[Aim of the task]: Output all of the records exactly as written.
___ Entries supplied
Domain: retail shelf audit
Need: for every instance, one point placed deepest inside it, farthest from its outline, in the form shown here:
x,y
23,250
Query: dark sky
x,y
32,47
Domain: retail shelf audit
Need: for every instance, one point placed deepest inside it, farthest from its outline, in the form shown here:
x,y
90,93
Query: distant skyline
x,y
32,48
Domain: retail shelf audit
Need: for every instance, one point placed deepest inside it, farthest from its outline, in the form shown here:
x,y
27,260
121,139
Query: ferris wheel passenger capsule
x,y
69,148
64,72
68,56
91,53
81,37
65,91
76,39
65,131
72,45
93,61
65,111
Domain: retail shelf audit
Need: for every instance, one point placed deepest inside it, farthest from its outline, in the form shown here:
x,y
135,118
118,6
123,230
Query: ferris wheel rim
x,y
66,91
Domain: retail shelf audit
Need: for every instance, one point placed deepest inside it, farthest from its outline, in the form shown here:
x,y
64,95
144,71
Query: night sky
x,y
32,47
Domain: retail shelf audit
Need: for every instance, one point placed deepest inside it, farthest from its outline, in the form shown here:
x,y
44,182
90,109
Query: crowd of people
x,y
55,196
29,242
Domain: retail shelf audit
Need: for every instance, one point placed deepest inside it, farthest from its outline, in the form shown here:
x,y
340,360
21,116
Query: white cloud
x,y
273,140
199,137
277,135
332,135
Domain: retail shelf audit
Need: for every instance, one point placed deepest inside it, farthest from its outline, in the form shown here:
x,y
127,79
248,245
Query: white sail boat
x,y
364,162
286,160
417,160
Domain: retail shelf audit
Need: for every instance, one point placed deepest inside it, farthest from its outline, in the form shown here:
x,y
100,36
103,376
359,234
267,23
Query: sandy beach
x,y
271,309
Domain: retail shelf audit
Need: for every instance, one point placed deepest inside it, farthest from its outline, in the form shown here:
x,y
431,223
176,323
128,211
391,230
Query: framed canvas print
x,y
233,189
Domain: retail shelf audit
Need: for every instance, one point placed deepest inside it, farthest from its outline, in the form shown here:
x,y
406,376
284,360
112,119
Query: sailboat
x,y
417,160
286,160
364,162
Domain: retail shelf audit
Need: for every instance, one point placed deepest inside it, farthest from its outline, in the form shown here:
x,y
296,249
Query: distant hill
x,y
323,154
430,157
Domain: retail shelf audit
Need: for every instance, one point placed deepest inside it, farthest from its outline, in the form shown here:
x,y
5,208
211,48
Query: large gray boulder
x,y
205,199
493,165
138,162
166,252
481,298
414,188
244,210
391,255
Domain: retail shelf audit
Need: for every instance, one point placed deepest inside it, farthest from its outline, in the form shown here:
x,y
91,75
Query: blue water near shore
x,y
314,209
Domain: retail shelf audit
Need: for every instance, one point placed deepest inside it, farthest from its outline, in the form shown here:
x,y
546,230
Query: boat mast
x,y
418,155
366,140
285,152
______
[Written response]:
Domain: retail shelf audit
Need: for every instance, one point placed deepest inside it, farthest from its outline, in the form shown here:
x,y
23,250
Query: dark sky
x,y
32,47
Domain: retail shelf audit
Need: for every instance, one point placed deepest inside it, farthest from its outline, in the form shown here:
x,y
90,93
Query: distant skyline
x,y
32,48
Domain: retail shelf audit
Need: for every instance, one point placed deepest inside it, farthest from its outline, in the form shown here:
x,y
27,260
121,139
Query: ferris wheel passenger capsule
x,y
69,148
64,72
68,56
91,53
81,37
65,91
76,39
65,131
72,45
93,61
65,111
Domain: retail shelf audit
Need: for every instance, one point placed deepest inside it, farthest from its outline, in the form shown here:
x,y
135,118
118,6
123,230
Query: ferris wheel rim
x,y
66,91
Domain: retail shelf audit
Need: for every instance, one point placed deepest inside it, farthest from its outline, in the form shown here:
x,y
64,95
144,71
Query: night sky
x,y
32,47
Domain: retail shelf audit
Need: for every instance, one point placed deepest inside it, farthest from its outline, in the form shown here:
x,y
44,182
90,109
Query: crowd of people
x,y
55,196
29,242
Domain: retail shelf audit
Need: for every instance, one point placed deepest inside it, farthest from its outline, in the form shown here:
x,y
340,360
21,116
Query: white cloud
x,y
273,140
199,137
277,135
332,135
Domain: retail shelf audit
Need: for every instance, one point placed deepest inside it, farthest from its outline, in the form shown here:
x,y
127,79
248,245
Query: white sail boat
x,y
364,162
286,160
417,160
Domain: retail shelf audit
Need: for every instance, one point placed deepest inside it, farthest from its outline, in the form shown here:
x,y
100,36
103,376
359,234
267,23
Query: sandy beach
x,y
271,309
Domain: retail shelf audit
Need: for every instance, one point placed deepest inside it, farthest from its outline, in the form shown here:
x,y
431,223
176,323
128,211
391,230
Query: framed canvas print
x,y
233,189
Domain: retail shelf audit
Need: for every instance, one point placed deepest inside it, farthest from its outline, in the form shown here:
x,y
406,376
284,360
112,119
Query: sailboat
x,y
417,160
286,160
364,162
Domain: retail shelf audit
Need: for every instance, one point placed deepest inside it, farthest from its outline, in the form shown here:
x,y
296,249
Query: distant hill
x,y
323,154
430,157
Domain: retail shelf audit
Need: for every instance, one point placed deepest inside it, farthest from its outline, in the form shown here:
x,y
5,208
211,48
Query: large gray boulder
x,y
205,199
493,165
138,162
166,252
481,298
414,188
244,210
391,255
Domain: retail shelf audit
Need: for every instance, one point placed deepest inside it, farthest from its outline, in the form shown here:
x,y
91,75
Query: blue water near shore
x,y
314,209
Domain: retail shelf audit
Need: for every instance, one point placed deepest inside it, farthest from its outline, in the form shown here:
x,y
546,230
Query: boat mast
x,y
418,155
366,140
285,152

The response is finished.